### Excerpt ###

Police warnings are issued to keep the general public safe, but unfortunately, they're often the result of ongoing criminal activity. Just last week, police in Giles County, Tennessee, asked the public to avoid picking money up from the ground, as it could contain fentanyl.
According to the police department, two instances were reported where someone picked up a folded bill and found it contained white powder. Later, officials confirmed the powder tested positive for both methamphetamine and fentanyl.
As it turns out, dollar bills aren't the only seemingly innocuous thing that could pose a threat. Police in Wisconsin have issued a new warning about another item that could be dangerous to own.
These items look rather realistic.
Considering recent tragedies across the U.S. and the current political climate, the topic of gun ownership is particularly contentious. Each day, we hear opinions from opposite sides of the spectrum, with some calling for stricter gun control and others looking to maintain the status quo. Now, police in Green Bay, Wisconsin, have issued a warning about toy guns, which you may not think would be a top concern for law enforcement.

### Supplied records ###

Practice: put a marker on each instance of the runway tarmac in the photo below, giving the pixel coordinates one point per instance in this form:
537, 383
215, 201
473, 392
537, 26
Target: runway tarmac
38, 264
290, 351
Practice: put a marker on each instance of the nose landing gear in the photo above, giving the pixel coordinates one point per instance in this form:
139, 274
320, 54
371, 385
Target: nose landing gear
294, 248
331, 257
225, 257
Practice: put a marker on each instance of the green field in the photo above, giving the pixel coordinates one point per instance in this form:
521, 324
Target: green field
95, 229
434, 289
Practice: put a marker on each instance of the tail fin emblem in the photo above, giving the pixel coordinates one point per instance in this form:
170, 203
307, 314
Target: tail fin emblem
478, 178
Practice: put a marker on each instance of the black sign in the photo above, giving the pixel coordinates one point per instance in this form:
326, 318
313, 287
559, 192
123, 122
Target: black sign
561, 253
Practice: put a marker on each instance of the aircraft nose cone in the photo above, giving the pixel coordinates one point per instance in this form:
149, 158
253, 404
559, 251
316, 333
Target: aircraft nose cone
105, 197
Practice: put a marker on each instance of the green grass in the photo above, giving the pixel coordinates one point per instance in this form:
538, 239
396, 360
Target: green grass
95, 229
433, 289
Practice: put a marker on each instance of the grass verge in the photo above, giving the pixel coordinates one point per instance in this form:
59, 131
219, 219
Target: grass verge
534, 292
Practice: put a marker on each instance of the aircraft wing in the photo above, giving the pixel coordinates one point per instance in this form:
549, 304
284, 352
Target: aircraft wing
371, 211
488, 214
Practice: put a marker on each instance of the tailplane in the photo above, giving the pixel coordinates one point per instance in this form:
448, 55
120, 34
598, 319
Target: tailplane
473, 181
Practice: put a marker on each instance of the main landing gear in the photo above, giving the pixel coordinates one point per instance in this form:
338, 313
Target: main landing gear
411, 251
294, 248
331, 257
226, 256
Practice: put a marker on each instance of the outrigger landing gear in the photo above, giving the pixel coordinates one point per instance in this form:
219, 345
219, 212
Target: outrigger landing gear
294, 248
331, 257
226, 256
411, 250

###

**Requirements:**
a. According to the police warnings excerpt, what did the white powder found in the folded bills test positive for?
b. Continue the police warnings excerpt from its last sentence.

**Answers given:**
a. Methamphetamine and fentanyl.

b.
According to a June 12 Facebook post from the Green Bay Police Department, gel splatter guns were turned over to officers after they responded to a "suspicious situation."
"Some of these guns are very realistic looking and can be mistaken for a real gun," the police department wrote. "Parents—please be aware of what your children may have and stress to them the danger of carrying what can look like a realistic gun."
Aside from looking very similar to an actual weapon, these toy guns shout gel pellets, which can hurt if you're hit by one. Though these are not lethal weapons, according to Green Bay Police, "they can still cause injury or damage."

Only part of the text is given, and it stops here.